------ Source data ------

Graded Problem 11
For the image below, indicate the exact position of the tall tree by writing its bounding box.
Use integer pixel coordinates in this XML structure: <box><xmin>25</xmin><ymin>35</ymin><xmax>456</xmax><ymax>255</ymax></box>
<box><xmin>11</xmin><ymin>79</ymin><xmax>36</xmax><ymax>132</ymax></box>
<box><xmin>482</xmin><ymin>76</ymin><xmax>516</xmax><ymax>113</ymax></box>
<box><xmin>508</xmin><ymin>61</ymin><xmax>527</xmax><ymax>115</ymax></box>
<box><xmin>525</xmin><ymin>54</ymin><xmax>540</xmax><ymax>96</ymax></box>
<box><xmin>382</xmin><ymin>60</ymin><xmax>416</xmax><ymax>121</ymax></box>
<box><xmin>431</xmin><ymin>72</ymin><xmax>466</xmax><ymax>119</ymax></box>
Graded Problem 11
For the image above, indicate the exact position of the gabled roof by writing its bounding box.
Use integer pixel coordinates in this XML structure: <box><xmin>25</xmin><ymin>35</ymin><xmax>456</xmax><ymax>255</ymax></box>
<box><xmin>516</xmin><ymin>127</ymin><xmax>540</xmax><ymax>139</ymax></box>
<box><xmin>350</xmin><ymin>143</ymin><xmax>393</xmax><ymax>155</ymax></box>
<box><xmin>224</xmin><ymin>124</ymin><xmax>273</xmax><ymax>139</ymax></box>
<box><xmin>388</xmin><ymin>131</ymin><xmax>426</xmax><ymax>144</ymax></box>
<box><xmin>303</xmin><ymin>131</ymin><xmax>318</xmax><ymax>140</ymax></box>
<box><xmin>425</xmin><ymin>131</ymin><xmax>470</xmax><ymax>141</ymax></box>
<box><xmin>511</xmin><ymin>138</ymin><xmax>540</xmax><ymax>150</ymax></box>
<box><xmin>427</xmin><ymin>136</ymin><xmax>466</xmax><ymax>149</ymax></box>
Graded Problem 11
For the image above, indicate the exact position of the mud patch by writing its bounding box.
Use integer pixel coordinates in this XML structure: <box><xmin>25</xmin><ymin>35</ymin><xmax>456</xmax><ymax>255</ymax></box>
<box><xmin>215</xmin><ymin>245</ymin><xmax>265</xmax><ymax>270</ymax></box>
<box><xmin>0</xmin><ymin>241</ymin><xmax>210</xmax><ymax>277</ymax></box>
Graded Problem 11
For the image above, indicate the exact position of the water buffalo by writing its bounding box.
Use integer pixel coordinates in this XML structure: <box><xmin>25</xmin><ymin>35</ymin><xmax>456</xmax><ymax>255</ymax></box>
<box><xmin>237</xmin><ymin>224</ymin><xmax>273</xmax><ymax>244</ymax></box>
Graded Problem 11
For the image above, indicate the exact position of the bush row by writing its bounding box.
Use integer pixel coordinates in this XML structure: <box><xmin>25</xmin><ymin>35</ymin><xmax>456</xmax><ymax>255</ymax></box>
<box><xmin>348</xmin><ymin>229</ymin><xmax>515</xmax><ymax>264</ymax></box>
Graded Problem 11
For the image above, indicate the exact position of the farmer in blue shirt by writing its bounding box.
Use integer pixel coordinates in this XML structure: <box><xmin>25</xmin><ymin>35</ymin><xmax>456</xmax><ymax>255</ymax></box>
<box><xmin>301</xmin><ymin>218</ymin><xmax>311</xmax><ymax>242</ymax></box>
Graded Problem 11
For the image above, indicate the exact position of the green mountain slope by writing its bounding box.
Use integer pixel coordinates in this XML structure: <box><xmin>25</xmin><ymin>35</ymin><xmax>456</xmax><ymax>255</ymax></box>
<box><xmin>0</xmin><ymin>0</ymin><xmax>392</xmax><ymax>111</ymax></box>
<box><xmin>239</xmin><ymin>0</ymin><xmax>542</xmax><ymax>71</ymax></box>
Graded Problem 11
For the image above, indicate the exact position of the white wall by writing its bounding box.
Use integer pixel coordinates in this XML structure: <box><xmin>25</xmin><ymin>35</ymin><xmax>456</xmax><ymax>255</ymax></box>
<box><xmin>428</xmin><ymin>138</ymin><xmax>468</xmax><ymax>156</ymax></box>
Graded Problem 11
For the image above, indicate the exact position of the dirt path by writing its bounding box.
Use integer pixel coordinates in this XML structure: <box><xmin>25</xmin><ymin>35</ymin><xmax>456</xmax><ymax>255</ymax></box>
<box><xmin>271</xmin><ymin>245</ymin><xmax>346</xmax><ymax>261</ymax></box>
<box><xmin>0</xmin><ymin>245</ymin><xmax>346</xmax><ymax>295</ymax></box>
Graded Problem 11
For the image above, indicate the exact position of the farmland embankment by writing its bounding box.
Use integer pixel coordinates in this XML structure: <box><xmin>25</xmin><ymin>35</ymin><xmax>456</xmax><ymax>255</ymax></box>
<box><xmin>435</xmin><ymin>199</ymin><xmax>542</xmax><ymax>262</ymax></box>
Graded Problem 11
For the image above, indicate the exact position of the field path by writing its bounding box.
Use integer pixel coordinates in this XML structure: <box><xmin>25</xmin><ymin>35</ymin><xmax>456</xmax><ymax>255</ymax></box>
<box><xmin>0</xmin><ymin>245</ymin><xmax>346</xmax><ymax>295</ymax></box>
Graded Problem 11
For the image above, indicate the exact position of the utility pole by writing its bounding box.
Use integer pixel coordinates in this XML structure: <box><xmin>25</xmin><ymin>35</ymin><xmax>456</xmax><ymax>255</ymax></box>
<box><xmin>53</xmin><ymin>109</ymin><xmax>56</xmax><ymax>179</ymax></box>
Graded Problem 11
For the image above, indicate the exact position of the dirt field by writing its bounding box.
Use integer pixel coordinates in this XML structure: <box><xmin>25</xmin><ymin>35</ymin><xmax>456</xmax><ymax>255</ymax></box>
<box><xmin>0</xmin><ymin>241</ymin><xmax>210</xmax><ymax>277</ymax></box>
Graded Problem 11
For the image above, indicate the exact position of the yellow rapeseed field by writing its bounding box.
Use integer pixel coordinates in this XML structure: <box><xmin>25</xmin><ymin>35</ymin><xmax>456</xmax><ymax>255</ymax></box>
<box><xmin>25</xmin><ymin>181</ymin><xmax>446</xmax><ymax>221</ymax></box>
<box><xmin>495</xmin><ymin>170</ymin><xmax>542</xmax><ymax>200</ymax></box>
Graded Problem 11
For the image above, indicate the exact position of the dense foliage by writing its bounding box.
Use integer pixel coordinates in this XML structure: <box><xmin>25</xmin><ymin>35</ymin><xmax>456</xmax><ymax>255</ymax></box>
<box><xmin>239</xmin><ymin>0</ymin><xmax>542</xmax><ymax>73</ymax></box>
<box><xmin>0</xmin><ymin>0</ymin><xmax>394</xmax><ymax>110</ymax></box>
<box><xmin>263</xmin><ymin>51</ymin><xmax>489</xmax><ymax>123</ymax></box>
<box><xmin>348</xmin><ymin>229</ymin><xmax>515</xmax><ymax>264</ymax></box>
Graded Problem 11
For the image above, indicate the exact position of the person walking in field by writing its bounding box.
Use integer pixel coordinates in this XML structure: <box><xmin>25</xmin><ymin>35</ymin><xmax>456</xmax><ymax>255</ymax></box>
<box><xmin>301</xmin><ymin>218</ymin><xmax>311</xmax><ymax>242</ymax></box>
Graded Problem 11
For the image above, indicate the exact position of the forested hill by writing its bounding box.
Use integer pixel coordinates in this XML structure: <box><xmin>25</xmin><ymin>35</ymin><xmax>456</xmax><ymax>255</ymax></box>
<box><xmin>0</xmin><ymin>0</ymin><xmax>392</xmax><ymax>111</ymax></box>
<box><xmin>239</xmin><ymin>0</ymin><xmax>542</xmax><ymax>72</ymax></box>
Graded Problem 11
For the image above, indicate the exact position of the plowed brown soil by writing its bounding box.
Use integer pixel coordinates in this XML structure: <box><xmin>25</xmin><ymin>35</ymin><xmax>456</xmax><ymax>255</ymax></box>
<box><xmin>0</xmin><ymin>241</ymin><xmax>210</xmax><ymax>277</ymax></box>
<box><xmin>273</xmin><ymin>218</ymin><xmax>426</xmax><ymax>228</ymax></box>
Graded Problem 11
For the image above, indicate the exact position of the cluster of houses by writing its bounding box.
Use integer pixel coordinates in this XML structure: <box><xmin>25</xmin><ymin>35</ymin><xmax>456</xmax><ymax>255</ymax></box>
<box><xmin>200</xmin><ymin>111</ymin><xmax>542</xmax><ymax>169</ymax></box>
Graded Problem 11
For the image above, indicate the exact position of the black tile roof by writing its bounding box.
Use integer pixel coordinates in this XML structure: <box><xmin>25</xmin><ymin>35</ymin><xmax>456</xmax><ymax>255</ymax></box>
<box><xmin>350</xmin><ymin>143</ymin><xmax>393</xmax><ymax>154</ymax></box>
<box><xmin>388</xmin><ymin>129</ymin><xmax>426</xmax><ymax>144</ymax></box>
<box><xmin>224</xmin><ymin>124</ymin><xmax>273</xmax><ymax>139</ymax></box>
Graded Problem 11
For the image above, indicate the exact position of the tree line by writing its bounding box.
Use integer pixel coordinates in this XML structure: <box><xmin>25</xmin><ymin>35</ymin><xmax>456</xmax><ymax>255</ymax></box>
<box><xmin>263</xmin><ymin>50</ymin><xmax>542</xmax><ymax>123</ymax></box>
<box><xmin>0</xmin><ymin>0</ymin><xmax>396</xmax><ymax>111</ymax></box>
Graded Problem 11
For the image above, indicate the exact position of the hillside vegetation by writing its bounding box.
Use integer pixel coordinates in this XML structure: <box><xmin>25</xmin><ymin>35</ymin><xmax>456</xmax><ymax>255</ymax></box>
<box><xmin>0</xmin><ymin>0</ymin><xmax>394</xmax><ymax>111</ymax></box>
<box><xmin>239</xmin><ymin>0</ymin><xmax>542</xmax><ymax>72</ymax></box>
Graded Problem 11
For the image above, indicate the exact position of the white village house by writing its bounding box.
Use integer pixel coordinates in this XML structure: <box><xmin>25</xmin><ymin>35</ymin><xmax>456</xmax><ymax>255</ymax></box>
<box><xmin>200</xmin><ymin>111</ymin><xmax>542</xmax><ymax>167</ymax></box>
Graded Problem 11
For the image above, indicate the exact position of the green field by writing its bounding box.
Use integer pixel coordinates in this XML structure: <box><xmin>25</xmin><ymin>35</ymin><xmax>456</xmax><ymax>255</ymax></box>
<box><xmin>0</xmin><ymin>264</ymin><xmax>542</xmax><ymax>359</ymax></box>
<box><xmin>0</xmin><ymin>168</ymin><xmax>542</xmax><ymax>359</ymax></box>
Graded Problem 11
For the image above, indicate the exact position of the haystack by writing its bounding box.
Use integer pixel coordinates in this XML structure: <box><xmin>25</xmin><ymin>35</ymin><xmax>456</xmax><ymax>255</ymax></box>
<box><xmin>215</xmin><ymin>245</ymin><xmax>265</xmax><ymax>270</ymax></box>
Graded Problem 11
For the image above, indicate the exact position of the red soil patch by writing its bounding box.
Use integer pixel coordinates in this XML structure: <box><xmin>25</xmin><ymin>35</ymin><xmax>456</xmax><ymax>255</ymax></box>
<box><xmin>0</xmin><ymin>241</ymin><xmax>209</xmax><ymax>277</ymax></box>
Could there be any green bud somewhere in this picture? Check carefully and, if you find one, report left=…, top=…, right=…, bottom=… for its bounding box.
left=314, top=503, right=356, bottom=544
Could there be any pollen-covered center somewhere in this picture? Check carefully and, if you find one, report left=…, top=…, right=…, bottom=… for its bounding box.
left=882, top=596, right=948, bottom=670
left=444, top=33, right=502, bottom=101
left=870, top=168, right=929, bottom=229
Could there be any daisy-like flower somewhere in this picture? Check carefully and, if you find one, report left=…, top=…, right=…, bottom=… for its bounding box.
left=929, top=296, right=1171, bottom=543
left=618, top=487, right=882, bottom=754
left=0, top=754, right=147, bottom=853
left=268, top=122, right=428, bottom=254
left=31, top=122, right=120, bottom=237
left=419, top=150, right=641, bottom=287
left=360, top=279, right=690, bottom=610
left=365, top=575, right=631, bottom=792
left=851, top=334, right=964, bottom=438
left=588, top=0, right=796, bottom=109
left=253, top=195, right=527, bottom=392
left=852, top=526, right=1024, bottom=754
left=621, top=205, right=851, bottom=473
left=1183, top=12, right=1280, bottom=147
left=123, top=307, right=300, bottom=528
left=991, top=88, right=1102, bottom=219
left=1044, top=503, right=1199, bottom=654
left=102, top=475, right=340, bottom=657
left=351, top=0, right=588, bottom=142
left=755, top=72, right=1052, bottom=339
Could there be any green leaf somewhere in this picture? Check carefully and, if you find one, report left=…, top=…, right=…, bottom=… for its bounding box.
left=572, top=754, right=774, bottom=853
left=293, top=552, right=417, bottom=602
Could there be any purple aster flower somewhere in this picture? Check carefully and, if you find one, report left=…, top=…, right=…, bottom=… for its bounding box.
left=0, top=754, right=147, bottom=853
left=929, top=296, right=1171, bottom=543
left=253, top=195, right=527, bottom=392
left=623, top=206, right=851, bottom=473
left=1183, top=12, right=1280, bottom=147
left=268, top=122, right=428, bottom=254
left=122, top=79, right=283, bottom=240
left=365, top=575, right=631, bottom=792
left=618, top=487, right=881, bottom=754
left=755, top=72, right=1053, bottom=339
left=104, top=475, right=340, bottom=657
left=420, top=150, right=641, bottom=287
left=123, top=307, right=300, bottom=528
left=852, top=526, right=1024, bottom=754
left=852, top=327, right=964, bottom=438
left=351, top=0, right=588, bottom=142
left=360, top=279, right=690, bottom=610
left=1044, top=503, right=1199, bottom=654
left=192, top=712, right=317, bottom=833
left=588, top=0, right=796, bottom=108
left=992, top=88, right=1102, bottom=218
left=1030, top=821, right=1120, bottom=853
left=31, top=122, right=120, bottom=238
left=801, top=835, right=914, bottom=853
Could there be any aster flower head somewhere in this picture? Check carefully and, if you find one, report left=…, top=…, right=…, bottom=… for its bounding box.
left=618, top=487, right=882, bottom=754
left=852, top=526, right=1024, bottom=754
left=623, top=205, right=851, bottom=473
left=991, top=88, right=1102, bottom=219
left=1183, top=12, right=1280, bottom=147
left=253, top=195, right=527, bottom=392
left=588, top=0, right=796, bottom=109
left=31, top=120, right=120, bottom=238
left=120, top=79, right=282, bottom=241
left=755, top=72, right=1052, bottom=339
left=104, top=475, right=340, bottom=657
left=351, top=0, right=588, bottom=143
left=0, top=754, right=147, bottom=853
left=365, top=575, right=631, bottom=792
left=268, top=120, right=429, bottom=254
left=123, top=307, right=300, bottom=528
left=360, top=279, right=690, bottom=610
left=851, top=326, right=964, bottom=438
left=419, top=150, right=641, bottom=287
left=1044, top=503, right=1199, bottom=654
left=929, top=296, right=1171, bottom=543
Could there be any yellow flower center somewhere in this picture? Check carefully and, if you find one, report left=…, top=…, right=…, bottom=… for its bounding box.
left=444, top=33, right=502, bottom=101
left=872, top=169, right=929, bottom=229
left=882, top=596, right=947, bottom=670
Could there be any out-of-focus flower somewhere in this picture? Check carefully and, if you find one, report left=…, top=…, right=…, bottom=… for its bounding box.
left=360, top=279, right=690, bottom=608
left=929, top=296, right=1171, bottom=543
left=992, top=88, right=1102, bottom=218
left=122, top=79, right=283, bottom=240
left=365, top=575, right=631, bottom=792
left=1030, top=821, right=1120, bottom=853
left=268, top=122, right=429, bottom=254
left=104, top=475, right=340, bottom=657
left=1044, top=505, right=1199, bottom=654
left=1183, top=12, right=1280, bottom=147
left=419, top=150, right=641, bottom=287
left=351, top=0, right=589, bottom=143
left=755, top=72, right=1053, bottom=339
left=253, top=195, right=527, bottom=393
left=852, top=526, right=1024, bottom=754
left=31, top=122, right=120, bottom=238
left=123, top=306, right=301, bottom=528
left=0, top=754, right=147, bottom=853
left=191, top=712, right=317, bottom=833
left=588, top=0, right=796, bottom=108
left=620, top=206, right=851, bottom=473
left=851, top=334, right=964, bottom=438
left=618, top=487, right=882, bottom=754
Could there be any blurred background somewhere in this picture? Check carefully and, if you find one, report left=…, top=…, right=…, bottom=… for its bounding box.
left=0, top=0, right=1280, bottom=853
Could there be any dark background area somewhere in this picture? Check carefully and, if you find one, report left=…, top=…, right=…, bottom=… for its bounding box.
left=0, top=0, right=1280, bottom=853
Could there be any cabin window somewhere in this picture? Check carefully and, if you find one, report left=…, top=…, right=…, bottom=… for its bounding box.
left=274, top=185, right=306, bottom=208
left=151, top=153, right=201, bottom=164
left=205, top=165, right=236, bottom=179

------

**Stated exercise:**
Rescale the part that opens with the line containing "Could there be any yellow" and runs through the end of the items, reproducing every line (requests included) but multiplying each bounding-box coordinate in the answers by 1.85 and rounding to whole numbers, halves up. Leave all numbers in the requests and their format samples unchanged.

**Full response:**
Could there be any yellow flower center somewhere in this picture? Check carefully and, if you find one, report left=…, top=…, right=…, bottom=… for its bounding box.
left=821, top=61, right=929, bottom=187
left=1613, top=313, right=1719, bottom=424
left=1632, top=1103, right=1752, bottom=1240
Could there be any out-of-focus flower somewhere in this picture? Check carefully and, if you find one, report left=…, top=…, right=…, bottom=… for its bounding box.
left=666, top=516, right=1277, bottom=1125
left=1719, top=548, right=2166, bottom=1005
left=1835, top=163, right=2039, bottom=403
left=226, top=146, right=524, bottom=444
left=675, top=1064, right=1167, bottom=1465
left=1906, top=1519, right=2072, bottom=1578
left=496, top=226, right=794, bottom=470
left=192, top=879, right=629, bottom=1215
left=1931, top=934, right=2218, bottom=1210
left=2189, top=22, right=2368, bottom=272
left=775, top=278, right=1186, bottom=531
left=649, top=0, right=1090, bottom=265
left=1397, top=133, right=1948, bottom=627
left=468, top=361, right=975, bottom=727
left=1576, top=973, right=1894, bottom=1395
left=57, top=226, right=222, bottom=440
left=228, top=566, right=557, bottom=977
left=0, top=1395, right=272, bottom=1578
left=353, top=1317, right=586, bottom=1541
left=1088, top=0, right=1473, bottom=200
left=1147, top=381, right=1574, bottom=875
left=1574, top=618, right=1783, bottom=810
left=1143, top=901, right=1632, bottom=1395
Could there be any blurred background somewhere in this picture? Check carefully and, if you find one, report left=…, top=…, right=…, bottom=… for its bounding box.
left=0, top=0, right=2368, bottom=1578
Could there be any dark background area somewhere in this picture? Check carefully and, if you find one, report left=…, top=…, right=…, bottom=… for its bounding box.
left=0, top=0, right=2368, bottom=1578
Could there be any cabin window somewhere in this picture? Check carefully and, if you find one, report left=…, top=…, right=…, bottom=… for its bounding box.
left=507, top=342, right=566, bottom=385
left=279, top=283, right=372, bottom=303
left=379, top=305, right=437, bottom=331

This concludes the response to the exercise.